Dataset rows
----------

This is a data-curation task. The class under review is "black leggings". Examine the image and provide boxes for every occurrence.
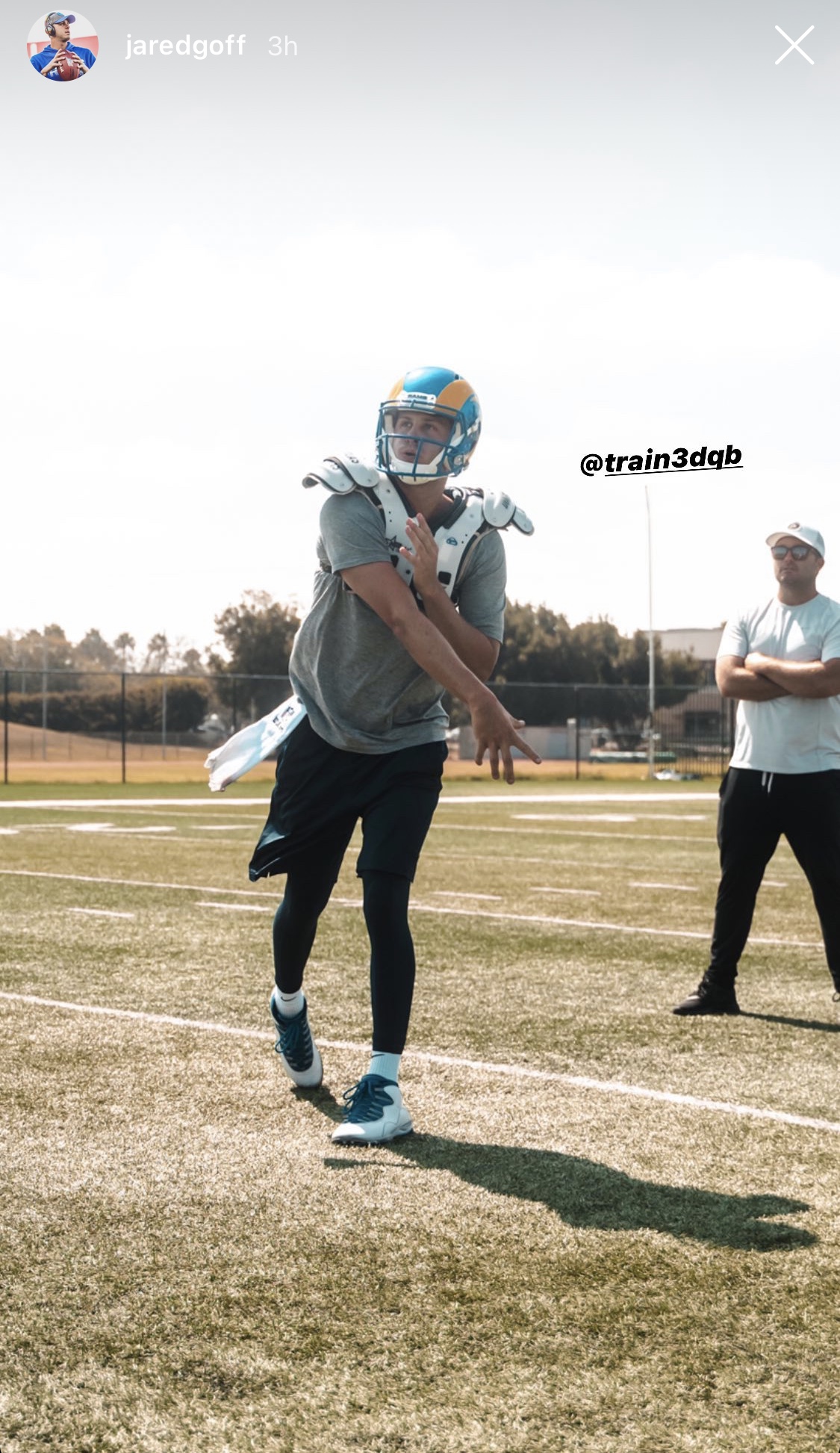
[709,767,840,990]
[273,863,416,1055]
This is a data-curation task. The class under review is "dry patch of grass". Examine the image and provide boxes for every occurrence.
[0,798,840,1453]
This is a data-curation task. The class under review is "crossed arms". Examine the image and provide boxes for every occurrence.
[715,651,840,701]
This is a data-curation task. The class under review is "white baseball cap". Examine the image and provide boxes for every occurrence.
[768,520,826,560]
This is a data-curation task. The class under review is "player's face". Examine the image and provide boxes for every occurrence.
[391,409,452,465]
[771,535,824,586]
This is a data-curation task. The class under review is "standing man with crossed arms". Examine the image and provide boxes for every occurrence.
[674,523,840,1014]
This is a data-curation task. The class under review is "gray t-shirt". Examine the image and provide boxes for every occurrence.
[289,492,505,754]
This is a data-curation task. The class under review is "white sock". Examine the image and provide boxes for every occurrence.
[367,1049,402,1082]
[275,987,304,1018]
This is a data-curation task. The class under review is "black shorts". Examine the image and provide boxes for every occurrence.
[249,716,447,882]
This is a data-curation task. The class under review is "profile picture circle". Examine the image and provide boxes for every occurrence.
[26,10,99,81]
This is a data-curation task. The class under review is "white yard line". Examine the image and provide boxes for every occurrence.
[0,867,823,949]
[0,781,718,812]
[0,991,840,1135]
[628,878,700,893]
[196,902,276,914]
[528,886,600,898]
[430,887,501,904]
[430,822,718,853]
[67,908,137,918]
[514,812,711,831]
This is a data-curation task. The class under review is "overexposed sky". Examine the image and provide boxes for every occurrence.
[0,0,840,648]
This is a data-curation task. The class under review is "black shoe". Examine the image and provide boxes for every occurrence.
[674,973,741,1014]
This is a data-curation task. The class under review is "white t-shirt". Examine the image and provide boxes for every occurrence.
[718,595,840,773]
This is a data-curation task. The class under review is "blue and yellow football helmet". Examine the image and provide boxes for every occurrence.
[376,368,481,484]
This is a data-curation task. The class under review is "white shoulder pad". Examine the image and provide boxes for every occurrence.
[484,494,533,535]
[302,453,384,494]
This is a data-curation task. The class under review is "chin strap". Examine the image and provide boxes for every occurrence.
[304,453,533,598]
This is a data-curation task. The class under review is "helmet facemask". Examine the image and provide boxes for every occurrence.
[376,400,475,486]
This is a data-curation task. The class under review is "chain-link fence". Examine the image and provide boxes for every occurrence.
[0,670,735,781]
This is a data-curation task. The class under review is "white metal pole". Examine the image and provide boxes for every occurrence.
[645,483,656,778]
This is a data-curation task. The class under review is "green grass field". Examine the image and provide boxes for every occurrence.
[0,778,840,1453]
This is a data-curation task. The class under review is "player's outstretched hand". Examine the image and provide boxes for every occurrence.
[471,692,542,781]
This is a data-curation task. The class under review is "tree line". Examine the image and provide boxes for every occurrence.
[0,590,706,697]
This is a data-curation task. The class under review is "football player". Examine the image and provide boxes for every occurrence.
[250,368,539,1144]
[31,10,96,81]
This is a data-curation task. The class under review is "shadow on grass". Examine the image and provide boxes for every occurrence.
[741,1009,840,1035]
[326,1135,817,1251]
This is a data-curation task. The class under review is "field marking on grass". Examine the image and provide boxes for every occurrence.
[196,902,276,912]
[0,867,823,949]
[439,790,719,808]
[63,822,175,837]
[196,822,252,832]
[0,990,840,1135]
[528,886,600,898]
[628,878,700,893]
[0,781,718,812]
[430,818,718,853]
[511,812,709,822]
[67,908,137,918]
[429,887,503,904]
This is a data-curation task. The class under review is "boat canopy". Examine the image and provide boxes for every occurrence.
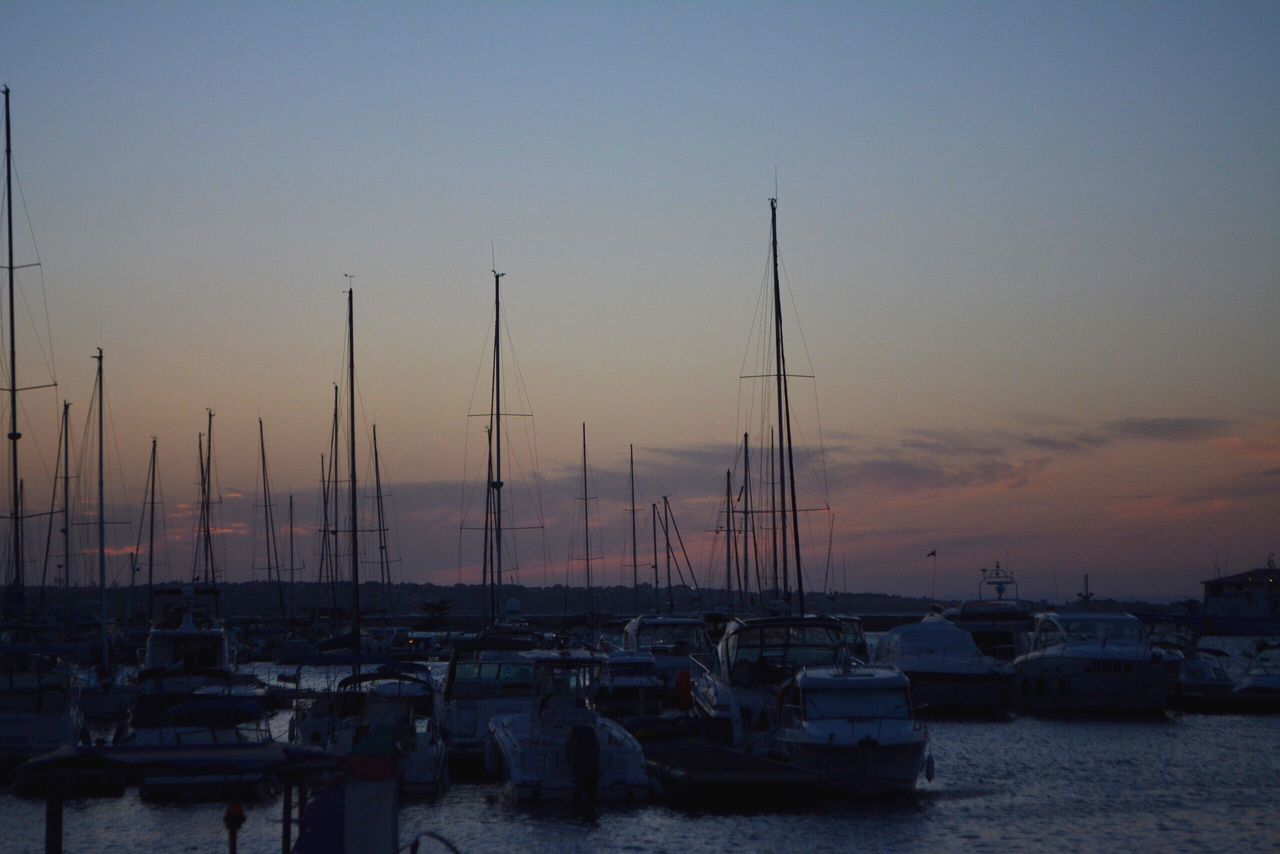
[874,620,982,665]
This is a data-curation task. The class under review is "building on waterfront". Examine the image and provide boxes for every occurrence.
[1201,554,1280,635]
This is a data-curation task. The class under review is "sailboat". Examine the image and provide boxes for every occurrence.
[289,288,447,794]
[0,86,82,769]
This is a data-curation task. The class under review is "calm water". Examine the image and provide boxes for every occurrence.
[0,641,1280,853]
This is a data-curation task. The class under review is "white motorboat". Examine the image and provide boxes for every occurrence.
[0,650,83,768]
[1014,613,1183,714]
[489,650,649,804]
[1235,647,1280,711]
[622,615,712,694]
[289,668,448,795]
[692,617,847,749]
[872,618,1014,716]
[435,629,540,767]
[774,659,933,795]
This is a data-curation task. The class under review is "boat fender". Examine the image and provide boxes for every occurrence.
[564,726,600,813]
[676,670,694,712]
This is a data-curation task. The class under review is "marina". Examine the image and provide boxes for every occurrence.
[0,0,1280,854]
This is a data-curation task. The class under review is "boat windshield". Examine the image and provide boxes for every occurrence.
[1062,617,1146,643]
[451,658,534,699]
[538,667,594,697]
[636,624,710,654]
[804,688,911,721]
[147,635,227,671]
[730,626,842,685]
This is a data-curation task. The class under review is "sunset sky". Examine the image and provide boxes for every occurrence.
[0,3,1280,599]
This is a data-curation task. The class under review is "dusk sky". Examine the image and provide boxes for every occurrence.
[0,3,1280,599]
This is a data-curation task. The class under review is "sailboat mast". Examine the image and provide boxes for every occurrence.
[93,347,106,667]
[649,502,662,613]
[724,469,733,617]
[257,419,284,620]
[662,495,676,613]
[769,428,778,600]
[489,269,507,620]
[147,437,156,622]
[582,421,595,620]
[737,433,759,609]
[4,86,23,602]
[347,288,360,656]
[769,198,791,614]
[630,444,640,613]
[63,401,72,630]
[769,198,804,615]
[374,424,392,613]
[289,493,298,622]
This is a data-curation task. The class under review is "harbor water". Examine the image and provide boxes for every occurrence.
[0,645,1280,854]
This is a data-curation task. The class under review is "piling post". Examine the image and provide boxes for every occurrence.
[223,800,244,854]
[45,791,63,854]
[280,777,293,854]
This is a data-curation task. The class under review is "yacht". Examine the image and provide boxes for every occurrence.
[774,658,933,795]
[692,617,844,749]
[872,618,1014,716]
[131,586,247,730]
[435,629,541,768]
[622,615,712,704]
[489,649,649,804]
[1014,613,1183,714]
[289,667,448,795]
[0,648,84,769]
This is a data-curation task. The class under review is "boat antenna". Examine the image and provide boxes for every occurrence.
[4,86,23,604]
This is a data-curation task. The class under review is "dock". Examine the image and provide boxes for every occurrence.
[644,739,822,808]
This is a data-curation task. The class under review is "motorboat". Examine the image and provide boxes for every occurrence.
[1014,612,1183,714]
[774,658,933,795]
[1234,643,1280,712]
[118,685,276,803]
[0,648,83,769]
[692,616,847,749]
[435,629,541,768]
[872,620,1014,716]
[131,586,257,730]
[289,667,448,795]
[938,599,1036,663]
[489,649,649,804]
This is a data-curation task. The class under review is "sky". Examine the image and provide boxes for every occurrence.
[0,1,1280,599]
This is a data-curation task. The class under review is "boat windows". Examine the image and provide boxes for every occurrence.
[804,688,911,721]
[452,659,534,698]
[1061,617,1146,643]
[636,624,710,656]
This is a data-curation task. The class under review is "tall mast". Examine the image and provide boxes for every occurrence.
[347,288,360,656]
[582,421,595,620]
[769,198,804,616]
[257,419,284,620]
[630,444,640,613]
[93,347,106,667]
[205,410,218,594]
[769,198,791,609]
[324,383,340,621]
[4,86,23,599]
[63,401,72,630]
[289,493,298,621]
[374,424,392,613]
[769,428,778,600]
[489,269,507,621]
[724,469,733,617]
[147,437,156,622]
[662,495,676,613]
[737,433,759,609]
[649,502,662,613]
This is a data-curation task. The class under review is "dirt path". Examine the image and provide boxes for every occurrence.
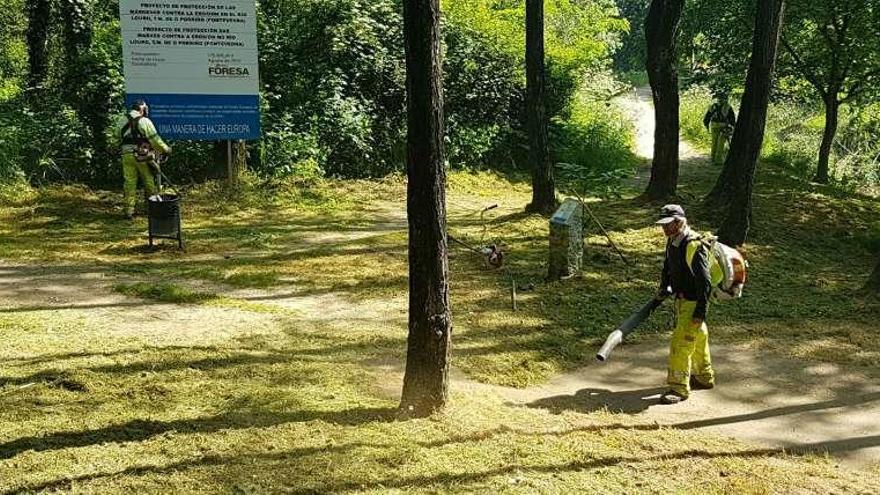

----------

Direction ::
Reproduce the data above, swapping each "data-curation task" for "labeling task" and keeping everything else the same. Omit the pictures from your answer.

Response to this task ::
This is a labeling task. The class under review is "black leggings". Examine the image and provide boxes for every occurrence.
[709,767,840,990]
[273,863,416,1055]
This is a labeling task. The class under review is "dry patch of grass". Examine the image and provide boxes for every occurrence.
[0,798,840,1453]
This is a labeling task. The class under review is "crossed arms". Examine the image and provide boxes for every occurrence.
[715,651,840,701]
This is a labeling task. The class under review is "white baseball cap". Examine the image and provide boxes for every occurrence.
[768,520,826,560]
This is a labeling task. The class under review is "player's face". Examine the image and provide boxes for every occurrence.
[391,409,452,465]
[771,535,824,586]
This is a labeling task. The class under review is "standing man with crossed arms". Examine the image and provide boxes for every occurrence.
[674,523,840,1014]
This is a labeling task. The class under review is "gray t-shirt". Examine the image and provide boxes for every occurrence.
[289,492,505,754]
This is a labeling task. The class under review is "white sock". Examine the image and provide boxes for every occurrence.
[367,1049,402,1082]
[275,987,304,1018]
This is a labeling task. The class under review is "black shorts". Examine the image and provide boxes for every occurrence.
[249,716,447,882]
This is a labeling task. The class under review is "profile picture circle". Examine the image and provide boxes for every occurrence.
[26,10,99,81]
This is a labeling task. The class under review is "white yard line". Examine the image and provide boxes for every occurrence.
[0,867,823,949]
[0,781,718,812]
[0,991,840,1135]
[628,878,700,893]
[196,902,276,914]
[528,886,600,898]
[430,887,501,904]
[430,822,718,853]
[67,908,137,918]
[514,812,711,831]
This is a labeling task. The class under review is "overexposed sky". Examine the image and provide boxes for every occurrence.
[0,0,840,648]
This is a labeling task. The class under review is "black shoe". Examine the image and provide boxes for every occurrence.
[674,973,741,1014]
This is a labeling task. The class under review is "white t-shirt". Examine the image and provide boxes for every occurrence.
[718,595,840,773]
This is a labeling task. The class under review is "blue and yellow football helmet". Examine the image and provide boxes for every occurrence.
[376,368,481,484]
This is a labeling task. The class under review is "white shoulder pad". Examine the image and provide boxes for every occurrence.
[484,494,533,535]
[302,453,384,494]
This is a labeling task. The class under review is "chin strap". Examine the image and provide boxes for every occurrence.
[304,453,533,598]
This is a labeling task. The class under review is "helmet facemask". Examine the image and provide boxes for every occurrence.
[376,400,475,486]
This is a labeling task. The class under review is "chain-link fence". Examine the image and provide boxes for every occurrence.
[0,670,735,781]
This is a labeling task. The class under review is "white metal pole". Examine the image and provide boxes for every occurrence.
[645,483,656,778]
This is a labeling task. The class under review is "green grass field". Examine the image and provide boxes for every occurrence.
[0,778,840,1453]
This is a labeling task. The class under review is "player's outstretched hand". Examine the image and provide boxes for every occurrence.
[471,692,542,781]
This is a labeling task. The class under review is "tree line". Examine the image and provide boxes for every occurrence.
[0,590,706,697]
This is a labeling task. The class under review is "football player". Examine the image and provide boxes for every occurrence.
[250,368,539,1144]
[31,10,96,81]
This is a labeling task. The class under review is "shadow on grass". Examine the image and provide boxes for every occurrence.
[741,1009,840,1035]
[326,1135,817,1251]
This is a labeling task. The class under review is "field marking on grass". Examine the image and provide boxes for every occurrence.
[196,902,276,912]
[0,867,823,949]
[439,790,719,808]
[63,822,175,837]
[196,822,252,832]
[0,990,840,1135]
[528,886,600,898]
[628,878,700,893]
[0,781,718,812]
[430,818,718,853]
[511,812,709,822]
[67,908,137,918]
[429,887,503,904]
This is a labeling task. The class under review is "boat canopy". Examine the image and provide boxes for every occurrence.
[874,620,982,665]
This is a labeling task. The class under review is "building on waterfront". Examine the image and provide boxes for every occurrence.
[1201,554,1280,635]
This is a labeling task. The class under review is "sailboat". Examine the image and provide boxes for every occurrence.
[289,288,447,794]
[0,86,82,769]
This is a labeling task. The class under review is "calm water". Examine the image and provide boxes for every occurrence.
[0,641,1280,853]
This is a labeling task. The class under review is "white motorboat". Examine the image and provide boxes for every occurrence.
[0,650,83,768]
[1014,613,1183,714]
[489,650,649,804]
[1235,647,1280,711]
[622,615,712,694]
[289,668,448,795]
[692,617,847,749]
[872,618,1014,716]
[435,629,540,767]
[774,659,933,795]
This is a labeling task. The class under review is "boat fender". Examine the image and provide boxes for every occurrence.
[564,726,600,813]
[676,670,694,712]
This is a labeling task. The class under review is "marina". Examine the image and provide boxes for every occurrence.
[0,0,1280,854]
This is a labeling task. The class under review is "boat windshield". Examine the image and provide boxes for every occurrence.
[1062,617,1146,643]
[451,658,534,699]
[538,667,594,697]
[636,624,710,654]
[804,688,911,721]
[147,635,227,671]
[730,626,842,685]
This is a labeling task. The class under review is "sunset sky". Examine the image and provide boxes for every occurrence.
[0,3,1280,599]
This is a labeling task. The class under review is "dusk sky". Examine the image and provide boxes for every occurrence.
[0,3,1280,599]
This is a labeling task. The class under review is "sailboat mast". Examine the image and provide boxes for every occurrence.
[93,347,106,667]
[649,502,662,613]
[724,469,733,617]
[257,419,284,620]
[662,495,676,613]
[769,428,778,600]
[489,269,507,620]
[147,437,156,622]
[582,421,595,620]
[737,433,759,609]
[4,86,23,602]
[347,288,360,656]
[769,198,791,614]
[630,444,640,613]
[63,401,72,630]
[769,198,804,615]
[374,424,392,613]
[289,493,298,622]
This is a labeling task. The class under review is "harbor water". Examine the image and provide boxes for every occurrence.
[0,645,1280,854]
This is a labeling task. The class under review is "piling post". Examine the image and provide boxes for every occurrence.
[223,800,244,854]
[45,791,63,854]
[280,777,293,854]
This is a labeling task. The class under review is "yacht". Examine the image and provide boxes for every occurrence.
[774,658,933,795]
[692,617,844,749]
[872,618,1014,716]
[131,586,247,730]
[435,629,541,768]
[622,615,712,704]
[489,649,649,804]
[1014,613,1183,714]
[289,667,448,795]
[0,648,84,769]
This is a labeling task. The class under review is "boat antenna". Examine the image and provide boxes for every occurrence.
[4,86,23,604]
This is a labeling task. The class under review is "dock". Examine the image and provide boxes for every occurrence.
[644,739,822,808]
This is a labeling task. The class under review is "motorboat". Examine the image and provide boxes for every occurrence.
[1014,612,1183,714]
[774,658,933,795]
[1234,643,1280,712]
[118,685,276,803]
[0,648,83,769]
[692,616,847,749]
[435,629,541,768]
[872,620,1014,716]
[131,586,257,730]
[289,667,448,795]
[938,599,1036,663]
[489,649,649,804]
This is a labeling task. The class under review is "sky". Examine the image and provide boxes for every occurrence.
[0,1,1280,599]
This is a labeling task. The class under review is "boat windows". Examine the image and provide boxes for every occurrence.
[804,688,911,721]
[452,659,534,698]
[1061,617,1146,643]
[636,624,710,656]
This is a labeling task. The class under review is "tall mast". Examine the image and provide boxes for every occurrence.
[347,288,360,656]
[582,421,595,620]
[769,198,804,616]
[257,419,284,620]
[630,444,640,613]
[93,347,106,667]
[205,410,218,594]
[769,198,791,609]
[324,383,340,621]
[4,86,23,599]
[63,401,72,630]
[289,493,298,621]
[374,424,392,613]
[769,428,778,600]
[489,269,507,621]
[724,469,733,617]
[147,437,156,622]
[662,495,676,613]
[737,433,759,609]
[649,502,662,613]
This is a labeling task. The class under review is "dirt path". Examine the image and provide boxes for every occurrence.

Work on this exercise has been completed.